• [What this task involves]: Extract every row below verbatim, leaving the pictures out of your answer.

• [Records provided]:
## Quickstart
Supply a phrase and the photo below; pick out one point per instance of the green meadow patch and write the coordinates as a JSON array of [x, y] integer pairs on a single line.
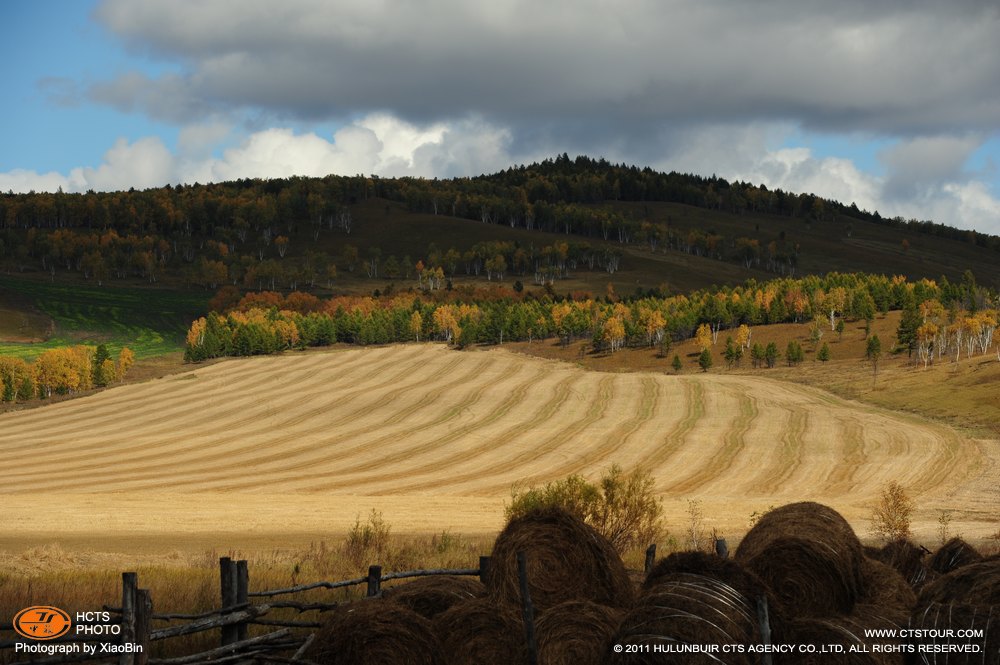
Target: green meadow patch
[[151, 322]]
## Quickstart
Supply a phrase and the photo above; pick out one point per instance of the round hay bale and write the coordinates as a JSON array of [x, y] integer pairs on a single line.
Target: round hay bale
[[729, 571], [954, 554], [370, 632], [884, 588], [577, 632], [843, 640], [809, 556], [688, 618], [480, 631], [566, 560], [974, 584], [942, 618], [907, 559], [429, 596]]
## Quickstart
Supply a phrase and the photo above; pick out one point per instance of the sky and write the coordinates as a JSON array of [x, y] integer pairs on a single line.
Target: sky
[[894, 105]]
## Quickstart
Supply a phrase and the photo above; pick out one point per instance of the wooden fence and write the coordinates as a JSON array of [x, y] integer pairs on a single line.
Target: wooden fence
[[239, 609]]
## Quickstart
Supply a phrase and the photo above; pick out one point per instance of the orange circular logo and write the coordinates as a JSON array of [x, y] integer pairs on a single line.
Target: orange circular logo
[[42, 622]]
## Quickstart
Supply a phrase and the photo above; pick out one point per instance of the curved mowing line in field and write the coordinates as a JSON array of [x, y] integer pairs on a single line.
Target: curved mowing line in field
[[723, 460], [199, 451], [245, 381], [694, 401], [852, 456], [596, 409], [282, 459], [614, 441], [791, 456], [195, 457], [549, 409], [955, 460], [138, 453], [394, 474], [138, 424]]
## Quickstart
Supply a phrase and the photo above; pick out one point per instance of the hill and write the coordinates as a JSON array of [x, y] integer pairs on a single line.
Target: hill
[[638, 228], [298, 445]]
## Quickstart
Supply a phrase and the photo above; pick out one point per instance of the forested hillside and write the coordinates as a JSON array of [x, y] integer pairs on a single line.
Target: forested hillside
[[579, 220]]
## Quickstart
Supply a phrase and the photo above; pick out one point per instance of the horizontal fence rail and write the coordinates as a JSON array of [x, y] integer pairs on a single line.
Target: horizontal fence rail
[[232, 619]]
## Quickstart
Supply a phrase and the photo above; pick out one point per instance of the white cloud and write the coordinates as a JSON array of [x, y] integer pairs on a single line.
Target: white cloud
[[387, 146], [378, 144], [21, 180]]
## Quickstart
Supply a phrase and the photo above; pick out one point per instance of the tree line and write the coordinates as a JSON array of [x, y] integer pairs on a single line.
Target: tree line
[[62, 371], [218, 233], [260, 323]]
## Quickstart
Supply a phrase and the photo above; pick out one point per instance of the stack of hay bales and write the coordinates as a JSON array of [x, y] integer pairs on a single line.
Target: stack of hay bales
[[430, 596], [567, 559], [809, 556], [693, 600], [481, 631], [814, 564], [577, 632], [953, 555], [908, 560], [967, 598], [374, 632], [578, 587]]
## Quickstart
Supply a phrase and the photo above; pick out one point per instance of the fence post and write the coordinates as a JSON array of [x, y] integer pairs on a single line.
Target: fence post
[[374, 580], [527, 608], [129, 592], [227, 585], [242, 591], [143, 624], [765, 629], [484, 569]]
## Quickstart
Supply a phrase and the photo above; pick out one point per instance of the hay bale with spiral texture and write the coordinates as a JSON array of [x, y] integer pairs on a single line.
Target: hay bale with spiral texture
[[729, 571], [974, 584], [846, 633], [566, 560], [481, 632], [809, 556], [688, 618], [908, 560], [374, 632], [432, 595], [884, 588], [577, 632], [954, 554]]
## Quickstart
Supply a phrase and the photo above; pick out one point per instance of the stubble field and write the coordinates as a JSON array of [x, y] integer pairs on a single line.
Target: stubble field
[[277, 452]]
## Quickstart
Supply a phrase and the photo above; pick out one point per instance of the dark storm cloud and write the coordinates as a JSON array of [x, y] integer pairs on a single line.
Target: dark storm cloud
[[591, 70]]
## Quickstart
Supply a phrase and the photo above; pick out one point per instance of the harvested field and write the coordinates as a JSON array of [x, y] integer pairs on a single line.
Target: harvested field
[[288, 449]]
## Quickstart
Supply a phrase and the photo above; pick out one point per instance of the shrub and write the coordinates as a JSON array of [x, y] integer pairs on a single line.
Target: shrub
[[367, 542], [892, 513], [621, 506]]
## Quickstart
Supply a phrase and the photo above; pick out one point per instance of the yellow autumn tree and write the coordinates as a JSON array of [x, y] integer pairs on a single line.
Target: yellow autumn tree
[[125, 361], [704, 336], [416, 325], [614, 333]]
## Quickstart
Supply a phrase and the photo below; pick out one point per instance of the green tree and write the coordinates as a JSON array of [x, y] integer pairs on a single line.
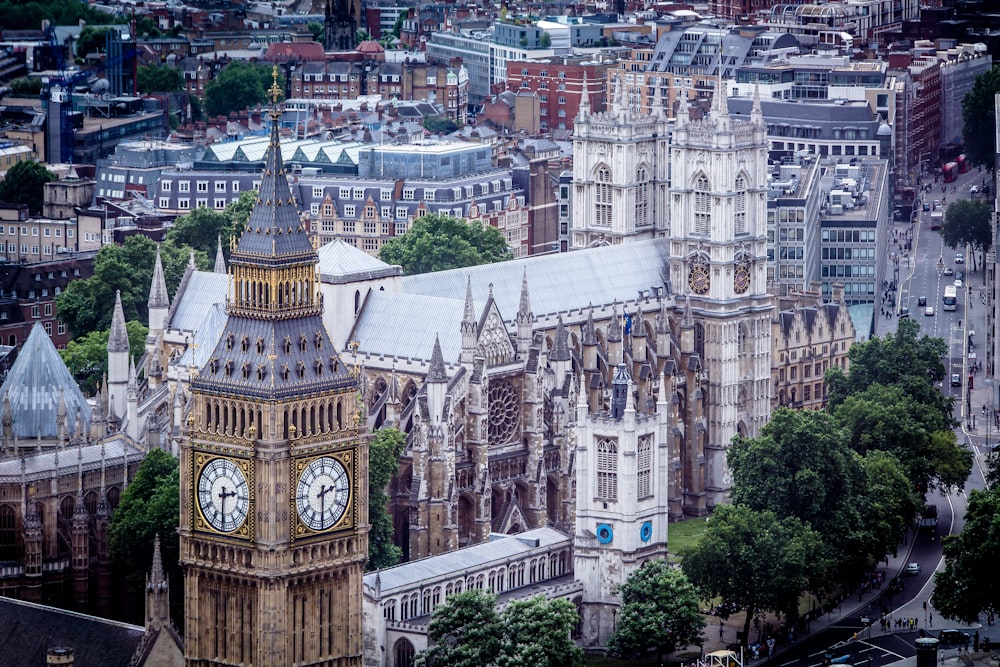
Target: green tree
[[890, 504], [146, 26], [92, 40], [87, 356], [968, 585], [968, 221], [465, 631], [383, 462], [86, 305], [538, 632], [239, 86], [904, 359], [149, 506], [888, 419], [201, 229], [659, 613], [159, 79], [317, 29], [979, 119], [756, 560], [436, 242], [801, 466], [25, 184]]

• [Answer to this task]:
## Quickstart
Supply a phrase and the photo below; pick out one point per instance of the green meadow patch and write the coordinates as a JSON array of [x, y] integer pairs on a single line.
Target: green meadow patch
[[151, 322]]
## Quickstart
Supply a phrase and the photo above; pick out one point per instance of the round hay bale and write the coordinates as a JSON array of [x, y] integer pairs on a single line.
Target: round hay bale
[[729, 571], [954, 554], [370, 632], [884, 588], [577, 632], [843, 640], [809, 556], [688, 618], [480, 631], [566, 560], [974, 584], [942, 618], [907, 559], [429, 596]]
## Quickstart
Supply a phrase and the photo above; pick out one point per instance of the sky and write the coordinates as a JSON array of [x, y] integer pairs on a single line.
Target: sky
[[894, 105]]
## Quickstart
Supply a phrase and the photo above; pick out one point per instance of the wooden fence and write the coordinates as a JSON array of [x, y] integer pairs on a single line.
Target: wooden fence
[[239, 609]]
## Quickstart
Supply a phrase and the photo above; pick out one point per instance of the orange circular logo and write the coordinates as a JSON array of [x, y] integer pairs on a single line.
Target: orange circular logo
[[42, 622]]
## Quickstart
Supply a phrase and the photo above; pick out one point per instance of the curved mowing line in field and write the coordinates as a JSON array of [x, y] integer pairs on a single line.
Target: curved mowing line in field
[[723, 460], [199, 451], [245, 381], [694, 401], [852, 456], [596, 409], [282, 459], [614, 441], [791, 456], [195, 457], [549, 409], [955, 460], [138, 453], [394, 474], [138, 424]]
## Quickstart
Supply a phrase and the photo above; pick out one point per instance of the hill and write the coordinates as a JSON array of [x, y] integer pairs on a single line.
Target: hill
[[638, 228], [298, 445]]
## Quickstart
Supply a phrase and the photo above; pick out one point per instance of the forested hillside and write the coordinates as a JSON array of [x, y] integer pairs on a single line.
Target: forested hillside
[[579, 220]]
## Quickstart
Supply a phrase and the photo above; pick out one point per instance of the horizontal fence rail and write the coordinates as a JSON array of [x, y] integer pairs on a single line.
Target: horizontal fence rail
[[232, 619]]
## Quickstart
Supply a phrase and the photo above; pick out one point per instance of the white cloud and write the coordinates as a JSON array of [x, y] integer pairs on a single line.
Target: white cloud
[[387, 146], [378, 144], [21, 180]]
## Quickstart
Supply a phrase and the photo above; pick out one point per instance of the tree line and write the coordinates as a JSON array of [x, y] integer pairs on a single line.
Target: tree line
[[62, 371], [218, 233], [260, 323]]
## Quickstart
Supply a phrase and the photo above; pick out one point per instance of the stack of hay bales and write the coordinates as a JSON array of [x, y] integer pairs on a single line.
Target: stack of hay bales
[[430, 596], [567, 559], [809, 556], [693, 600], [481, 631], [814, 564], [577, 632], [953, 555], [908, 560], [967, 598], [374, 632], [578, 587]]
## Quickstart
Supply a phrase and the photo above; pick out one point per instance of the fence post and write the coordinates as a JSON array of [x, y] integer pairs on a single line.
Target: fence post
[[374, 580], [527, 608], [129, 592], [227, 585], [242, 591], [143, 624], [765, 629], [484, 569]]
## Quickstart
Supply a phrase and the photo above; pick out one point per instance of the hay bale with spiral texture and write the coordinates as a JSON array of [x, y] integer pairs on a single line.
Target: hay bale with spiral texture
[[729, 571], [974, 584], [846, 633], [566, 560], [481, 632], [809, 556], [688, 618], [908, 560], [374, 632], [432, 595], [884, 588], [577, 632], [954, 554]]
## Quickstart
Supply a phrase and the photo above; pick out one point per instance of the stubble field and write the coordinates as a JSON array of [x, y] integer pairs on a single line.
Target: stubble field
[[277, 452]]
## Quickstart
Supply a phrase and the photo above; pick out one point per instance of the dark storm cloud and write the coordinates as a JSON array of [x, y] integer pairs on a single line.
Target: dark storm cloud
[[591, 70]]
## Quickstart
Supply a phrase and the photo above; pick out one point per instance of the harvested field and write the coordinates as a JSON array of [x, y] integer pairs on a single line.
Target: harvested field
[[288, 449]]
## Quickstart
Supply a phrase and the photo above; pick out one point per instance of the shrub and write the coordinates as a JSON array of [x, y] integer pairs on a single line.
Target: shrub
[[367, 542], [892, 513], [621, 506]]
## Quickstart
Supply a phrase and the photo above; pick out one point per instance of the yellow autumn tree and write the coordinates as a JSON array of [x, y] integer pairs on a single line.
Target: yellow autumn tree
[[125, 361], [704, 336], [416, 325], [614, 333]]
## Quickstart
Supply a phrase and the photo below; pick out one point per instance of the green tree and write the coordinates as a JSON array of [x, y] integer pairs on a single line.
Target: green tree
[[890, 504], [146, 26], [92, 40], [87, 356], [968, 585], [968, 221], [465, 631], [383, 462], [86, 305], [538, 632], [239, 86], [904, 359], [149, 506], [888, 419], [201, 229], [659, 613], [159, 79], [317, 29], [979, 119], [756, 560], [436, 242], [801, 466], [25, 184]]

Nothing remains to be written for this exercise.